* Texto citado:
****************************************

El largo año que finalizó no pudo terminar de una forma más estresante: la mesa económica del Gobierno realizando una conferencia de prensa para dar la ¿buena? noticia que para 2018 se ampliaba el target de inflación del 10 a 15%, mientras el dólar pegaba un salto para acercarse a los 20 pesos, y estacionarse en los 19. La inflación del año ya se estimaba cerca del 24% considerando el estirón de diciembre. En el mismo mes el Presidente explicaba en una entrevista para la CNN que “si cumplimos el sendero de bajar el gasto público y el déficit fiscal, el país no va a estallar”, colocando el “estallido” como un escenario posible.
Por otra parte, 2018 arranca con una serie de incrementos en las tarifas de los servicios públicos, y combustibles, a la que se le suma el costo del transporte, que superaría hacia junio el 65%, con la incorporación de una modalidad de ahorro para quienes realicen varios viajes. Como no puede ser de otra forma, nuevos aumentos sacudirán el presupuesto familiar, especialmente a la clase media: colegios privados, prepagas, telefonía celular, televisión por cable, incluso Netflix, que está dolarizado. Finalmente, los analistas ya pronostican un 2018 con una inflación en torno al 20%, y al oído dicen que el dólar estará fuertemente rezagado. Eso profundizará el déficit de la balanza comercial (exportaciones-importaciones) y fomentará el turismo al exterior, que tuvo un gasto cercano a los 10 mil millones de dólares para el año que se resiste a retirarse.
Balanzas desbalanceadas. Según los datos proporcionados por el Indec en los 11 primeros meses del año pasado las exportaciones totalizaron 53.881 millones de dólares, mientras que las importaciones fueron 61.538. Lo curioso no son tanto las cifras absolutas que pueden deberse a coyunturas sino las relativas respecto de 2016. Las exportaciones solo aumentaron el 1,2% mientras que las importaciones lo hicieron el 19,9%. Más extraño es que las exportaciones de productos primarios (que habían prometido una revolución) bajaron un 6,2%.
Una argumentación corriente sobre el aumento de las importaciones es que el país estuvo cerrado durante los años kirchneristas, y que es necesario ponerse al día trayendo del exterior “los insumos que el país tanto necesita”.
Puede que sea cierto. Pero también es cierto, siguiendo la insospechable fuente oficial, que mientras los bienes de capital (maquinarias e insumos para producir) aumentaron con respecto al 2016 un 17,3%, los bienes de consumo alcanzaron el 17%. Otro argumento habitual, es que la importación de bienes de consumo finales es un elemento necesario para la lucha contra la inflación por incrementar la competencia. Podría ser cierto, pero no si son las propias empresas las que comienzan a importar los bienes que antes producían.

****************************************

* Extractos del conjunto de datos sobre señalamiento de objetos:
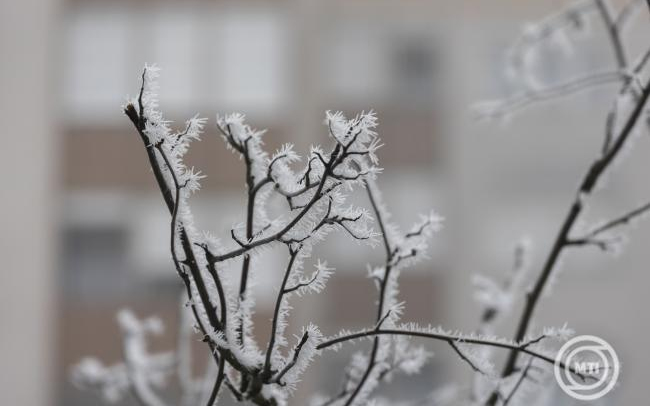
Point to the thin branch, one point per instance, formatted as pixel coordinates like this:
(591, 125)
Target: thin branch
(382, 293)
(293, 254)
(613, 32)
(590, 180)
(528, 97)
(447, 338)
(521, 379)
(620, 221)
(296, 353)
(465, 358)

****************************************

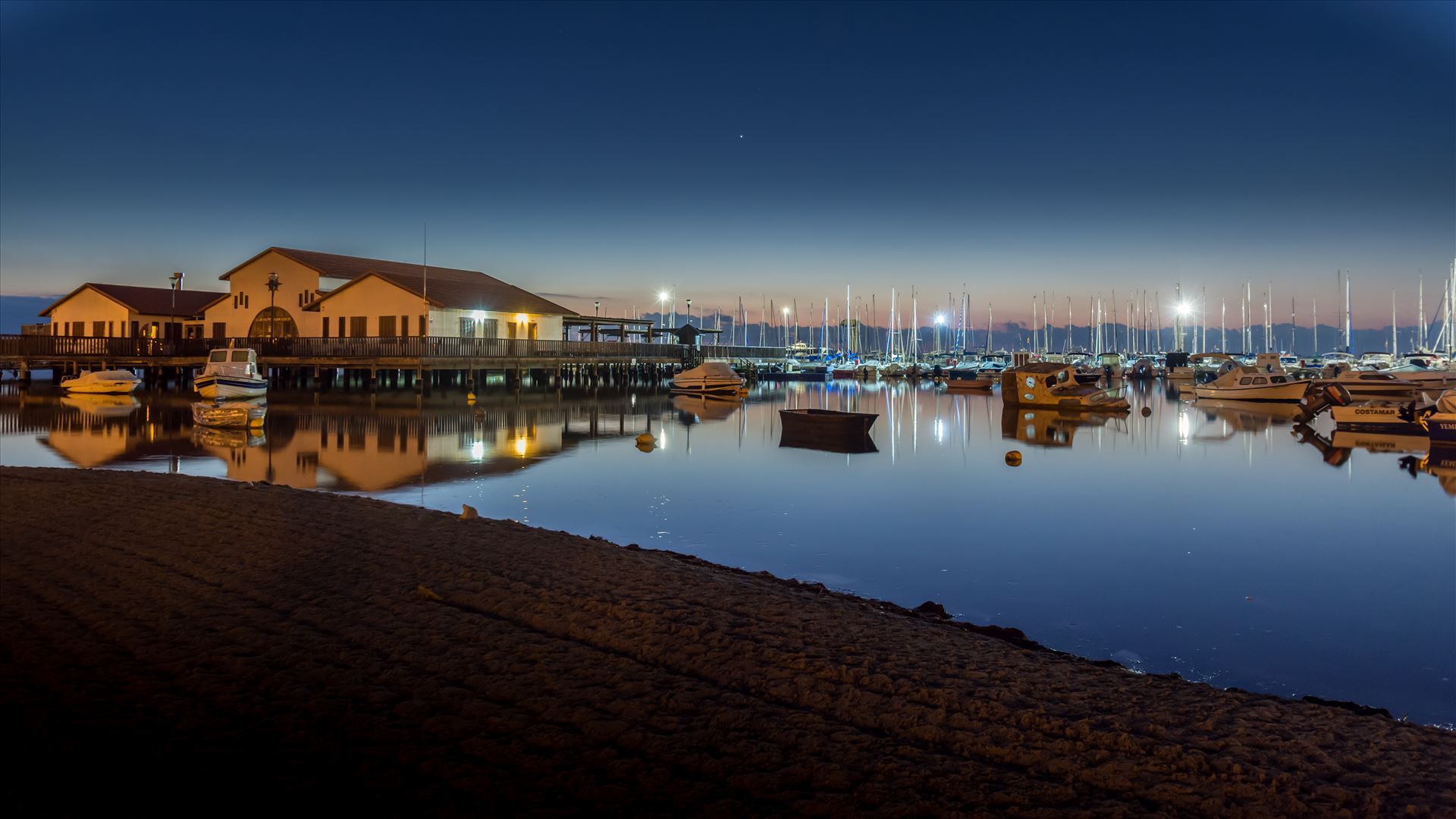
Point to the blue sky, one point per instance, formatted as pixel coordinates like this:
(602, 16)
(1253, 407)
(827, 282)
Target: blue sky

****************************************

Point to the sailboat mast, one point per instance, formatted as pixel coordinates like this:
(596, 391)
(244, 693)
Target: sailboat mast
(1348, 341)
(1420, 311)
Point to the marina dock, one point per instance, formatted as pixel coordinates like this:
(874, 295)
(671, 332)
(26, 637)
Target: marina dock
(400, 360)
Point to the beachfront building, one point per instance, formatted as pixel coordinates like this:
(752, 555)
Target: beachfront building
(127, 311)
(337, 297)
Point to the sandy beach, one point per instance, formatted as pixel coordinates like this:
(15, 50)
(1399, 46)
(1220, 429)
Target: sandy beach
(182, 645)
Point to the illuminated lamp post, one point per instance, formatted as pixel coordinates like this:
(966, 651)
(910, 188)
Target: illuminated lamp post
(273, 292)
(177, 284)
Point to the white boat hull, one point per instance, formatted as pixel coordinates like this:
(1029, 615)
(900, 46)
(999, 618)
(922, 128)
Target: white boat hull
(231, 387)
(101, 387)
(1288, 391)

****************************************

* Tareas requeridas:
a) Indique si cada una de las siguientes afirmaciones concuerda con el texto sobre la inflación y la balanza comercial: (i) las exportaciones aumentaron un 19,9% respecto de 2016; (ii) el gasto en turismo al exterior fue cercano a los 10 mil millones de dólares; (iii) las exportaciones de productos primarios subieron un 6,2%. Responda sí o no y cite textualmente las palabras del texto que lo deciden.
b) Actualice la parte de los registros que abre con la línea que contiene "Point to the blue" y cierra con la que contiene "Target: blue sky", reemplazando "pixel coordinates" por "image coordinates" sin alterar nada más. Entregue únicamente esas líneas.

* Respuestas completas:
a)
(i) No: "Las exportaciones solo aumentaron el 1,2% mientras que las importaciones lo hicieron el 19,9%."
(ii) Sí: "tuvo un gasto cercano a los 10 mil millones de dólares"
(iii) No: "las exportaciones de productos primarios (que habían prometido una revolución) bajaron un 6,2%"

b)
Point to the blue sky, one point per instance, formatted as image coordinates like this:
(602, 16)
(1253, 407)
(827, 282)
Target: blue sky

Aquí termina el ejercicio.